**What needs to be done:**
Among the entries below, find the lines that hold the word "eyebrow" and report them.

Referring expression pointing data
————————

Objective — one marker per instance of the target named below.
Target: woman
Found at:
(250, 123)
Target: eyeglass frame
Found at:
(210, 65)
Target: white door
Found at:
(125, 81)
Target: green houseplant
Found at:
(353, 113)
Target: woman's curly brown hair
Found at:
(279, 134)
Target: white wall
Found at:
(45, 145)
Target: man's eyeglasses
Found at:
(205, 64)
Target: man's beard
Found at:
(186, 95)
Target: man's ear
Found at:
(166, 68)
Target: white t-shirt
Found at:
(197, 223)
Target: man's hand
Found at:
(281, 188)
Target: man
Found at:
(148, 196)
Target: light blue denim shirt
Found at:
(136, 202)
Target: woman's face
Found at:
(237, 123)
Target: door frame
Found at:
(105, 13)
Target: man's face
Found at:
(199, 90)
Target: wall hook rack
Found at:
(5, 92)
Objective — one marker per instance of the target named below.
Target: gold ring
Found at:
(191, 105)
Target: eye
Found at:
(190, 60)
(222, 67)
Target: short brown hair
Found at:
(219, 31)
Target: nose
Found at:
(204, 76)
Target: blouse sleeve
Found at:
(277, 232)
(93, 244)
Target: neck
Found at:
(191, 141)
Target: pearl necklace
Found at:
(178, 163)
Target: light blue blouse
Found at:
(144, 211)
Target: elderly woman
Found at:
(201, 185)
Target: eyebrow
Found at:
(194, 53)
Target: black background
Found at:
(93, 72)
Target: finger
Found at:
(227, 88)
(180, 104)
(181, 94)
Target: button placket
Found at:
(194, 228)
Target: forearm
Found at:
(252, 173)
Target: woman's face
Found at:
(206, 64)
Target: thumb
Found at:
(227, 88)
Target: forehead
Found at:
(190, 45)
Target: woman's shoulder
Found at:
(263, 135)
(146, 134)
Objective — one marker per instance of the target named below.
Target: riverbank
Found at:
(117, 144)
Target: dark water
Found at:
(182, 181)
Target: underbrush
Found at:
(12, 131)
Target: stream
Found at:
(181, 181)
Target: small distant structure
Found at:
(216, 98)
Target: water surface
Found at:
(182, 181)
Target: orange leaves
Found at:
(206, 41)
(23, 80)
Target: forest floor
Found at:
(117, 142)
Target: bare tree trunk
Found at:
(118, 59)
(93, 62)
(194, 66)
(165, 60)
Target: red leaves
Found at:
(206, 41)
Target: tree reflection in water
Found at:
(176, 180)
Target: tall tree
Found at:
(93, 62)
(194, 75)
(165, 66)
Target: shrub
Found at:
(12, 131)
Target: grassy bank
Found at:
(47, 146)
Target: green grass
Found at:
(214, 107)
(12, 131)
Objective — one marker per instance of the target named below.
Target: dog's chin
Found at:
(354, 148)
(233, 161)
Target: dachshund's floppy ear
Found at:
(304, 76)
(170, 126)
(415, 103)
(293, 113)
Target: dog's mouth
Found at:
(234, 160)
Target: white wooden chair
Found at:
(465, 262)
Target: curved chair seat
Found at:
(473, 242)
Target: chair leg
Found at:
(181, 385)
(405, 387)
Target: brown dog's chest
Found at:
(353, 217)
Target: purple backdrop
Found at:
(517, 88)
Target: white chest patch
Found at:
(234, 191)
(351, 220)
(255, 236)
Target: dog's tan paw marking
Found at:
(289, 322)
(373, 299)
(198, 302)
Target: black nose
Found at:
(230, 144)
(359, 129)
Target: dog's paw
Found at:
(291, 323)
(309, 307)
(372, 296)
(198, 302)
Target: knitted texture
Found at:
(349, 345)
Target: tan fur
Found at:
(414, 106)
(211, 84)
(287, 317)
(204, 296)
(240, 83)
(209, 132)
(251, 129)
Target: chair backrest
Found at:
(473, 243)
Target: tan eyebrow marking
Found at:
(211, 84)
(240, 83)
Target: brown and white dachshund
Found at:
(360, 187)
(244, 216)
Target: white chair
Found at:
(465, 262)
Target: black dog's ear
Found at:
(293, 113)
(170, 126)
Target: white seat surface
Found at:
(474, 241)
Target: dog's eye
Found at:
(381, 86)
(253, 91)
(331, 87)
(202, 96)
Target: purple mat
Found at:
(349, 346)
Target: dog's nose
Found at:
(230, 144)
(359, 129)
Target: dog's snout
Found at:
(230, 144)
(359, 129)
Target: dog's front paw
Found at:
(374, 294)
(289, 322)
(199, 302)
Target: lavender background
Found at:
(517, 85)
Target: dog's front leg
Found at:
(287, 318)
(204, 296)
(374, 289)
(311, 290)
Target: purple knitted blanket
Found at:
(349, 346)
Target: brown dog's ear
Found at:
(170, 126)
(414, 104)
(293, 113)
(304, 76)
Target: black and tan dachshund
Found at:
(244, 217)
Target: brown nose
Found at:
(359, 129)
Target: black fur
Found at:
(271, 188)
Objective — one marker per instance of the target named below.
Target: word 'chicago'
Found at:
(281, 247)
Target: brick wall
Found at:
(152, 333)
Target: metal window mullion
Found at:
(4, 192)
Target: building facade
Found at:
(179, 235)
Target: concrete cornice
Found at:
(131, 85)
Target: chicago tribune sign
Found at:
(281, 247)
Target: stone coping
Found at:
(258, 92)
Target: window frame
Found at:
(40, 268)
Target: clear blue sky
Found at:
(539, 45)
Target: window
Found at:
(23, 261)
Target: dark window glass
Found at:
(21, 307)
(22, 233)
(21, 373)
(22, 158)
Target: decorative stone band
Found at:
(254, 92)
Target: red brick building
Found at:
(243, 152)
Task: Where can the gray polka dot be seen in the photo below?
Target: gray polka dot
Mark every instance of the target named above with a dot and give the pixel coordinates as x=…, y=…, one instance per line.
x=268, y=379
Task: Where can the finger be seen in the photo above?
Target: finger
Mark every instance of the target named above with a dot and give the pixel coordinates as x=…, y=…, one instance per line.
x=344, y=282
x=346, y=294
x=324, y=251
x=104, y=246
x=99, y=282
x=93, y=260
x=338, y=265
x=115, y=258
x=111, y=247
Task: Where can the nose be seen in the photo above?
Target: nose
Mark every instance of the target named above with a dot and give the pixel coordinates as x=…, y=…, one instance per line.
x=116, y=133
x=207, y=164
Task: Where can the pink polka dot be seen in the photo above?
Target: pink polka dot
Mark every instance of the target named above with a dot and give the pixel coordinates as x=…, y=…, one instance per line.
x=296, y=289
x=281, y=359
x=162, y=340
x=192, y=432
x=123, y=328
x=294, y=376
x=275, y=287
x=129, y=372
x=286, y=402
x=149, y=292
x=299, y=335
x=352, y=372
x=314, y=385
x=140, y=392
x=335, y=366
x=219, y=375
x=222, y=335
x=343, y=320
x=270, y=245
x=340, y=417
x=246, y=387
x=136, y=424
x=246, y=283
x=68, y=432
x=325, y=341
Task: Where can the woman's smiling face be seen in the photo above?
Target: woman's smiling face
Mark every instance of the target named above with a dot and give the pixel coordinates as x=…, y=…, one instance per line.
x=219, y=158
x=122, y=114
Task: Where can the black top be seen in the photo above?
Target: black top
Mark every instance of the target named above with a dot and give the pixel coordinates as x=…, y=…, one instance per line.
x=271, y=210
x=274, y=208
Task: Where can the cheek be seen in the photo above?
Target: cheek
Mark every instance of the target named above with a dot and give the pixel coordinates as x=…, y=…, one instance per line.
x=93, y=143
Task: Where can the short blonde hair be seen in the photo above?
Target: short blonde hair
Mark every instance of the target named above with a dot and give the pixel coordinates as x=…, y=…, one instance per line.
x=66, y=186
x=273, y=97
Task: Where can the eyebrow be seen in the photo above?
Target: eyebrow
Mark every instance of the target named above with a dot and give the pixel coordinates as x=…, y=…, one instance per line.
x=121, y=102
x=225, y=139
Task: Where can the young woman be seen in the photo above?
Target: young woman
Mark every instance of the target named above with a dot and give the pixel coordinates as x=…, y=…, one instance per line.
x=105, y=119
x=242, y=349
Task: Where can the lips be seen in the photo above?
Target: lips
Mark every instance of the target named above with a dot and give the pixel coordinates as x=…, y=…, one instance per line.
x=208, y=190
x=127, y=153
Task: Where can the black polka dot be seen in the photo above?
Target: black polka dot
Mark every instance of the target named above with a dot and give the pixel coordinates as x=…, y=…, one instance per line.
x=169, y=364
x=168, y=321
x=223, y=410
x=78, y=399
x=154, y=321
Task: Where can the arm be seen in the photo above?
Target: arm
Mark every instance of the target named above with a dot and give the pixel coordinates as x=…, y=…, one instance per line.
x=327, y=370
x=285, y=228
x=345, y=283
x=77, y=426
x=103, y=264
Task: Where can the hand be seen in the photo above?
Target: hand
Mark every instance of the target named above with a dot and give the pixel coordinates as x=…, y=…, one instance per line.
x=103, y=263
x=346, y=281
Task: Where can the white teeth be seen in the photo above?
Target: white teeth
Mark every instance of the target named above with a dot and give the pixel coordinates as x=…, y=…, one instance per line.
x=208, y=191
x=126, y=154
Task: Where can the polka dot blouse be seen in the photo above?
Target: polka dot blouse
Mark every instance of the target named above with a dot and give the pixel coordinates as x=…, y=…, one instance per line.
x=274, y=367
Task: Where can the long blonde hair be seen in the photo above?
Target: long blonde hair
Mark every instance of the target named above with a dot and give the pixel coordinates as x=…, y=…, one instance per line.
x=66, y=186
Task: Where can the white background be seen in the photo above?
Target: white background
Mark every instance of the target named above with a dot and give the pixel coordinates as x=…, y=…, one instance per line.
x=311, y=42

————————

**Result for this exercise:**
Target: eyebrow
Target: tan eyebrow marking
Task: Where can the eyebrow be seen in the photo above?
Target: eyebrow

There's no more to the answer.